Implementing Discrete Cosine Transform Using Python

December 04, 2016 | 18 Minute Read

Introduction
Python Implementation
Testing the Code

Introduction

Discrete Cosine Transform (DCT) is one of the methods that transform an image in space-domain to its corresponding frequency-domain. The transformed image can also be returned back to its original format by using the inverse DCT. Discrete Fourier Transform (DFT) is a complex type of transform. That is, the output of DFT is a matrix of complex numbers having both the real and imaginary parts (cosine and sine). However, we may need to change the image only to its corresponding real-number transformation. So, DCT is the one that computes only the real (cosine) part of the transformation while keeping the similar format as the DFT.

Let the size of an input image be NxN.

The general formula for Forward DCT is:

$\begin{align} C(u,v) = \tau(u,v)\sum_{x=0}^{N-1}\sum_{y=0}^{N-1}f(x,y) cos(\frac{(2x+1)}{2N}u\pi)cos(\frac{(2y+1)}{2N}v\pi) \; where \; u,v=0,1,2,...N-1 \end{align}$

$\hspace{7cm} \tau(u, v) = \frac{1}{N}$ for u=0, v=0

$\hspace{8.25cm}=\frac{2}{N}$ for otherwise

The forward DCT kernel is: $\begin{align} g(x,y,u,v) = \tau(u,v)\sum_{x=0}^{N-1}\sum_{y=0}^{N-1} cos(\frac{(2x+1)}{2N}u\pi)cos(\frac{(2y+1)}{2N}v\pi) \end{align}$

Similarly, the Inverse DCT is: $\begin{align} f(x,y) = \sum_{u=0}^{N-1}\sum_{v=0}^{N-1}\tau(u,v)C(u,v) cos(\frac{(2x+1)}{2N}u\pi)cos(\frac{(2y+1)}{2N}v\pi) \; where \; x,y=0,1,2,...N-1 \end{align}$

In the next section, the forward DCT will be implemented in python. It will be tested with real images. Finally, its running time will be computed and visualized by using multiple images having different images.

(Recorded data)
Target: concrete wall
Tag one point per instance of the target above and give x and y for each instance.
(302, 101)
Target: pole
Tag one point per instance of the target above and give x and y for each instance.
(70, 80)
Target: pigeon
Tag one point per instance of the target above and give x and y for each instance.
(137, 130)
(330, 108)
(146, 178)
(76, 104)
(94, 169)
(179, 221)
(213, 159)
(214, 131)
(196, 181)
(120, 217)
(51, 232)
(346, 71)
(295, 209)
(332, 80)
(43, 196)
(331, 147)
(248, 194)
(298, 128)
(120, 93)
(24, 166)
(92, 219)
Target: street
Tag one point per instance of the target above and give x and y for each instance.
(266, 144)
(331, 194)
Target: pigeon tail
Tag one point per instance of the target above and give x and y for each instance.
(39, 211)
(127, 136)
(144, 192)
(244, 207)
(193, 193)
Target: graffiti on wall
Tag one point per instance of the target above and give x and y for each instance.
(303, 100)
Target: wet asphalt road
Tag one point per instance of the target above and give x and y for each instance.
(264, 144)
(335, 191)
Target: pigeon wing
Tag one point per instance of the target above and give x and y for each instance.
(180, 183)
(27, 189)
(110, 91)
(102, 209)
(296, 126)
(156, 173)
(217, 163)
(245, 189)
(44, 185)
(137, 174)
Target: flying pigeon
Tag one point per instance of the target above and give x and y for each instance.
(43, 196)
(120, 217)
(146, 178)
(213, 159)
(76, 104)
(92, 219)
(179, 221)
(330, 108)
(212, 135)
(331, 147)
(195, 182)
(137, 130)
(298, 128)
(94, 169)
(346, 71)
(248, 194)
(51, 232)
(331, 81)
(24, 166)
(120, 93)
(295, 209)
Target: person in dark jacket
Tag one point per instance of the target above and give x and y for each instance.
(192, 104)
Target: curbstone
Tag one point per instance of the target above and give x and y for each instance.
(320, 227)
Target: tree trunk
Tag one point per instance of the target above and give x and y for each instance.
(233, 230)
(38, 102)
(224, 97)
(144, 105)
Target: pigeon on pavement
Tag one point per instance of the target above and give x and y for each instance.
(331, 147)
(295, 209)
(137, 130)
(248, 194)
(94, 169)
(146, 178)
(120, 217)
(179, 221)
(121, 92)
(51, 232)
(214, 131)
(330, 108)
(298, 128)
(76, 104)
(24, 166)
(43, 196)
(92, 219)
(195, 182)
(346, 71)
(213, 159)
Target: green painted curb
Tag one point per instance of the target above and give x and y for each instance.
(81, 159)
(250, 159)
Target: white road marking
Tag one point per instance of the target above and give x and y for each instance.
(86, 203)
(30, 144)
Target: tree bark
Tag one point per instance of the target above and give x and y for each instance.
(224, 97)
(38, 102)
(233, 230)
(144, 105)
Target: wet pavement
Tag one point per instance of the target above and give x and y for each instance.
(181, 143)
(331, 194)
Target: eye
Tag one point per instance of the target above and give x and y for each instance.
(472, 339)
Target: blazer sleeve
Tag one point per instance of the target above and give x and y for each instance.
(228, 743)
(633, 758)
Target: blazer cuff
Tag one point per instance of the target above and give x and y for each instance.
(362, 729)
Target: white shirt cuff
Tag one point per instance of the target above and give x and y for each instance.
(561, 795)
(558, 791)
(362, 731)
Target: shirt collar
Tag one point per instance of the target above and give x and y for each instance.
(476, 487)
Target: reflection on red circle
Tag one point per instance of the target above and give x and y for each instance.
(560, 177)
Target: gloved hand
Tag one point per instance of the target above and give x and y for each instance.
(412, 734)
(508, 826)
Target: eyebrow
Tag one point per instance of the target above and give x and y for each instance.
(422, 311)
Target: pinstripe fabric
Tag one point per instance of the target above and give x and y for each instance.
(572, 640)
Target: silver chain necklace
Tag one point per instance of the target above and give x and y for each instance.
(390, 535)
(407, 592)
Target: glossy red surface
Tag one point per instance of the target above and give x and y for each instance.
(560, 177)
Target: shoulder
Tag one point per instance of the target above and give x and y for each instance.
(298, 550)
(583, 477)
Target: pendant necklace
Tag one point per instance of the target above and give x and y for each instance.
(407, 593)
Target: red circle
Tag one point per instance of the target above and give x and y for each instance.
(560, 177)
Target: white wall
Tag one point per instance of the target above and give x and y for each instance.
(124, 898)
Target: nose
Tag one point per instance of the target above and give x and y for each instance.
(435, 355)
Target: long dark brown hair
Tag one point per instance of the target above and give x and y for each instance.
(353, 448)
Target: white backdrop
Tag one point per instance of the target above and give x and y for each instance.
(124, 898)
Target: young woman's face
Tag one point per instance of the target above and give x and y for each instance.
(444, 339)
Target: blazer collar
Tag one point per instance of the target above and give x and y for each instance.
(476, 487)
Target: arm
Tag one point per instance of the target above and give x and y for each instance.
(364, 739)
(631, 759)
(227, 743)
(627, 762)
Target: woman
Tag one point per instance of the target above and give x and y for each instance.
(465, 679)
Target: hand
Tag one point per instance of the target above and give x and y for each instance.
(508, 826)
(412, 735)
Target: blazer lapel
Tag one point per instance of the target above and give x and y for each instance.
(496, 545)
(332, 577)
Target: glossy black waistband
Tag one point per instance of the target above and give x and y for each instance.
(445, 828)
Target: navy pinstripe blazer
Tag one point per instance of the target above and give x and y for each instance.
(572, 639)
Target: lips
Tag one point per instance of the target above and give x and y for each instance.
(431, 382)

**REQUIREMENTS:**
Take the part of the DCT tutorial that opens with the words containing "Discrete Cosine Transform (DCT)" and closes with "image be NxN.", and write it out again with "picture" substituted for "image". The data above has no connection to the DCT tutorial.

**WRITTEN REPLY:**
Discrete Cosine Transform (DCT) is one of the methods that transform an picture in space-domain to its corresponding frequency-domain. The transformed picture can also be returned back to its original format by using the inverse DCT. Discrete Fourier Transform (DFT) is a complex type of transform. That is, the output of DFT is a matrix of complex numbers having both the real and imaginary parts (cosine and sine). However, we may need to change the picture only to its corresponding real-number transformation. So, DCT is the one that computes only the real (cosine) part of the transformation while keeping the similar format as the DFT.

Let the size of an input picture be NxN.